>> begin Document section

The decision is one of a series of legal and political victories for abortion-rights forces in the last few months. They include rulings by the Florida Supreme Court and a California appeals court blocking enforcement of state laws requiring parental consent for unmarried minors’ abortions, in each case citing a state constitutional right of privacy.

Today’s decision involved the 1989-90 budget, which like previous budgets would have allowed state funding for about 10% of the 80,000 Medi-Cal abortions performed each year, according to abortion-rights groups.

Funding would have been provided only if childbirth threatened the woman’s life, if the pregnancy resulted from rape or incest, if the pregnant woman was under 18 and had notified her parents or if the fetus was severely deformed.

>> end Document section

Tasks>
a – Under the 1989-90 budget described in the report on abortion funding, what were the conditions for state funding? List each one.
b – Continue the report on abortion funding, starting after its last sentence.

>> begin Information supplied

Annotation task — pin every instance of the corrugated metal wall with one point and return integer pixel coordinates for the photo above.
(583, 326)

>> end Information supplied

Answers for the exercise>
a –
- Childbirth threatened the woman's life.
- The pregnancy resulted from rape or incest.
- The pregnant woman was under 18 and had notified her parents.
- The fetus was severely deformed.

b –
Similar restrictions enacted for the last 12 years have never taken effect because of state court rulings. The key ruling was a 1981 state Supreme Court decision that the Medi-Cal program must offer poor women the option of abortion as long as it also pays for childbirth. Otherwise, the court said, the state would require women to give up a constitutional right as the price of state benefits.

The court has refused to reconsider the ruling in each succeeding year, even after a liberal majority was voted out of office in 1986 and replaced by a majority of Deukmejian appointees. This is the third straight year that only Lucas and Panelli, both Deukmejian appointees, have voted to review the case.